§ **SOURCE DOCUMENT**:
START
Mr. Staton has extensive experience serving on the board of directors of public and private companies and sourcing private equity and venture capital investments and brings significant corporate governance expertise to the Board of Directors.
 
Anthony Previte has been our President since March 30, 2012 and our Chief Executive Officer since July 1, 2012. Mr. Previte previously served as our Chief Operating Officer from February 2008 until July 2012. From March 2003 to January 2008, Mr. Previte was Managing Member of Starsmith LLC, a financial business consulting and outsourcing services company that provided consulting services to us from December 2006 until December 2007. From October 1998 to March 2003, Mr. Previte was with Globix Corporation where he served as Chief Technology Officer and Chief Operating Officer.
 
Mr. Previte's position as our President and Chief Executive Officer and his broad knowledge of our Company and its operations as well as our industry provide valuable business, leadership and management advice to the Board of Directors.
 
Robert B. Bell has been a Director since 2005. Currently retired, Mr. Bell served as Executive Vice President and Chief Financial Officer of Globix Corporation from 1994 to September 1999. Prior to joining Globix, Mr. Bell was a practicing attorney in New York City at the firm of Bell, Kalnick, Beckman, Klee and Green LLP, which Mr. Bell founded in the early 1970s and specialized in the law of international real estate joint ventures and investment. He is the author of Joint Ventures in Real Estate published by John Wiley & Sons. Prior to 1994, Mr. Bell was for over 15 years an Adjunct Professor at New York University. Mr. Bell has a B.S. degree from New York University and a Juris Doctorate degree from the University of California at Berkeley. Mr. Bell is the father of Marc H. Bell, our Co-Chairman of the Board.
 
 
2

 
 
Mr. Bell's past position as a vice president and chief financial officer for a public company as well as his many years of experience as a practicing attorney provide valuable insight to the Board of Directors, particularly as it relates to management, financial and legal matters.
END
§ **TASK INSTRUCTIONS**:
**A)** Reproduce the passage of the director biographies starting with "Mr. Staton has" and going on through "expertise to the Board of Directors.".
**B)** According to the director biographies, on what date did Anthony Previte become Chief Executive Officer?

§ **EXCERPTED RECORDS**:
START
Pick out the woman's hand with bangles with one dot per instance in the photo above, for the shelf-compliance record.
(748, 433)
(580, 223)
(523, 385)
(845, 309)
END
§ **TASK RESPONSES**:
**A)**
Mr. Staton has extensive experience serving on the board of directors of public and private companies and sourcing private equity and venture capital investments and brings significant corporate governance expertise to the Board of Directors.

**B)** July 1, 2012